● **Required actions**
**1.** In the text about special education reading services, at what age did the son start receiving specially designed reading instruction?
**2.** Condense the paragraph of the text about special education reading services that begins "In the public school system" while keeping its main facts.

● **Text**
· · ·

My son’s special education reading services have been discontinued. Since he was age seven in second grade (he is now thirteen and finishing eighth grade) he has been receiving specially designed reading instruction. This has taken the form of a number of different programs – Orton Gillingham, Wilson Reading System, Read Naturally, Project Read, and others. He has been taught such things as vowel teams, open syllables, closed syllables, and the floss and fizzle rule.

In the public school system, the reading instruction has been provided through an Individualized Education Plan (IEP). Before reading services could be removed from my son’s  IEP, testing had to be completed to ensure that he demonstrated proficiency in basic reading skills and reading comprehension. Services should not and cannot be removed from an IEP without these proper procedures being followed. This is good news for the child.

· · ·

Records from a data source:
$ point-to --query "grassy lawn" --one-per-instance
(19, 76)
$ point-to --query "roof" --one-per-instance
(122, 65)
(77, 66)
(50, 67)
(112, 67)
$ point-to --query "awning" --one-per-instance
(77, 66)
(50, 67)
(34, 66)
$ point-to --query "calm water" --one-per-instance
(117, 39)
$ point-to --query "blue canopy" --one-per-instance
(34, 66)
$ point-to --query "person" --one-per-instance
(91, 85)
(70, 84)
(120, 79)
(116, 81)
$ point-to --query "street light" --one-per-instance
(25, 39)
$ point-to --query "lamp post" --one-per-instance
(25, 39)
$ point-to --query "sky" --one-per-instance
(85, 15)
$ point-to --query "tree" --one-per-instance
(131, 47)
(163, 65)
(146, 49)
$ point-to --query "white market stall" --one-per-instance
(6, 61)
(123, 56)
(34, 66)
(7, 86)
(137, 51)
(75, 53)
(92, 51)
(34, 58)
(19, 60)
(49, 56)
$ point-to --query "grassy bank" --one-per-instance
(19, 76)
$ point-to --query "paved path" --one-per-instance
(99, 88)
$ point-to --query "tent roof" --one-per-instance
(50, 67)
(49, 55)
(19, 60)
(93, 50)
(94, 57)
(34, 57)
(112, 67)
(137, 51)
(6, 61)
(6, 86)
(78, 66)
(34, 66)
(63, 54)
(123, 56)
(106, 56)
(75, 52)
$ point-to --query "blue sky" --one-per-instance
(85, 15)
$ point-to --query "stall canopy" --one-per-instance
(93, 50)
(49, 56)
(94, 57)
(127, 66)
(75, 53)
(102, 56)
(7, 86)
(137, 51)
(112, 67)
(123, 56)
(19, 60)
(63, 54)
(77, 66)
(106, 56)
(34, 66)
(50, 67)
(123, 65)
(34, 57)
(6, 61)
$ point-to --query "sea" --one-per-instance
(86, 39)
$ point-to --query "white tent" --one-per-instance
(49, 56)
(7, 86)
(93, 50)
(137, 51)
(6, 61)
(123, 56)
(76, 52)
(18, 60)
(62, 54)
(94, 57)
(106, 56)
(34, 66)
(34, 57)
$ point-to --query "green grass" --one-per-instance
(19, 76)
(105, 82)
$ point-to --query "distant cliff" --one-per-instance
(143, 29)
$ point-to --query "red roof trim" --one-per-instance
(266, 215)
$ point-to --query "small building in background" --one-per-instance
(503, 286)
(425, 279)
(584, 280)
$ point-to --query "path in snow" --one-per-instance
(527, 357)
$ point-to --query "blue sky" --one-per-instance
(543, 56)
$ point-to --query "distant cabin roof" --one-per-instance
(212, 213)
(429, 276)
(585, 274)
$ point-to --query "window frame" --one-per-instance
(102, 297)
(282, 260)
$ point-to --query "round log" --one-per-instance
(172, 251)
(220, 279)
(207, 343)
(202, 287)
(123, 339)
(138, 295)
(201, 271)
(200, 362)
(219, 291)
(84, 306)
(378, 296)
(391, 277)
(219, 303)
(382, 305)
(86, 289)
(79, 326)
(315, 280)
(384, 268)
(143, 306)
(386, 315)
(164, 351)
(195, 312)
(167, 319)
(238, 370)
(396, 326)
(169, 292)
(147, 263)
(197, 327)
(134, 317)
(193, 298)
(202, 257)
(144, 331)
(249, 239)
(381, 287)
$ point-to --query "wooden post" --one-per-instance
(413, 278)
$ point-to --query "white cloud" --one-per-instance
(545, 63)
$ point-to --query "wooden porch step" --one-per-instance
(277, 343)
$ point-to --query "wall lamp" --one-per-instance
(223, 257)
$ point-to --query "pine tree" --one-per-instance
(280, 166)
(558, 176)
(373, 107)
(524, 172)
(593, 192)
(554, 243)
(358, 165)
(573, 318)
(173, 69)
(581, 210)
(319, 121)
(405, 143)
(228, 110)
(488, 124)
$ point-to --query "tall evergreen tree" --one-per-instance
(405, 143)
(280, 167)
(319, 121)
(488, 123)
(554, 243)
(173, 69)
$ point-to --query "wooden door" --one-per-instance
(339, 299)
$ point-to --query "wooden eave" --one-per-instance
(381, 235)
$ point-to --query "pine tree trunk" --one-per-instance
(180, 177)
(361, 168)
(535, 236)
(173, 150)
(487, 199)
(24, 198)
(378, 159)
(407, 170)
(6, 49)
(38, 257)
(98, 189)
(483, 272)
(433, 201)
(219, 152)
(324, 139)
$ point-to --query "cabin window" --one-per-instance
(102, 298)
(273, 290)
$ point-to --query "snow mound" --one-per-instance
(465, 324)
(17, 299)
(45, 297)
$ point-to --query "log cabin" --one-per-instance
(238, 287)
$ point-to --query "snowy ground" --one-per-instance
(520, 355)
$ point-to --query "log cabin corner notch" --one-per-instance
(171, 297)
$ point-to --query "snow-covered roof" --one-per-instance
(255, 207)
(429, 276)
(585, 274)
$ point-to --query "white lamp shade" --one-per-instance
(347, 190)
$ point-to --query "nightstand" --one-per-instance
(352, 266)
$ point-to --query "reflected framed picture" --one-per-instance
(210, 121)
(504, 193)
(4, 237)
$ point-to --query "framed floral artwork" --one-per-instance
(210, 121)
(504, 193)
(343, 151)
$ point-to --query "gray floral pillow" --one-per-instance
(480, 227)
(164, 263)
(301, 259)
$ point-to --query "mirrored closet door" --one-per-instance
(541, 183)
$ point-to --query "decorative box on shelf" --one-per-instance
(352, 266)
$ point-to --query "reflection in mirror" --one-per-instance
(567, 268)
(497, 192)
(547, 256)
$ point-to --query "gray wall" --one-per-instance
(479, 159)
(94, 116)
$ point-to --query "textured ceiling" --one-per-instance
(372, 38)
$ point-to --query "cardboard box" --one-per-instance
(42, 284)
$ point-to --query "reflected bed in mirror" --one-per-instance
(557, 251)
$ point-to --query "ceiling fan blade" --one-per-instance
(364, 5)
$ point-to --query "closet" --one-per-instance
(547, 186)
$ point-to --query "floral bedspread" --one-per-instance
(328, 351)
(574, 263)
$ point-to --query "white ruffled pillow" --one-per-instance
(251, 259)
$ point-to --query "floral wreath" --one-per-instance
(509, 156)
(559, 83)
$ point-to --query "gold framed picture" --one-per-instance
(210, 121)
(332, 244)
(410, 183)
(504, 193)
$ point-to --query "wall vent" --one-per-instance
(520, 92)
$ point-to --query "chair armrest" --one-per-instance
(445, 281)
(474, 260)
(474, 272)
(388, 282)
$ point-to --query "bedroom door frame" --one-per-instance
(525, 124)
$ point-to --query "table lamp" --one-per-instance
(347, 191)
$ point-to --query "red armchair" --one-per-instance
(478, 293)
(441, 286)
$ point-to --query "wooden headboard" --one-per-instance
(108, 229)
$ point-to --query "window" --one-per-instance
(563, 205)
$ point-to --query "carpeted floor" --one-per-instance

· · ·

● **Task answers**
**1.** Age seven, in second grade.

**2.** In public school, the reading instruction came through an Individualized Education Plan (IEP). Before the services could be removed, testing had to confirm proficiency in basic reading skills and reading comprehension. Services cannot be removed from an IEP without these procedures, which is good news for the child.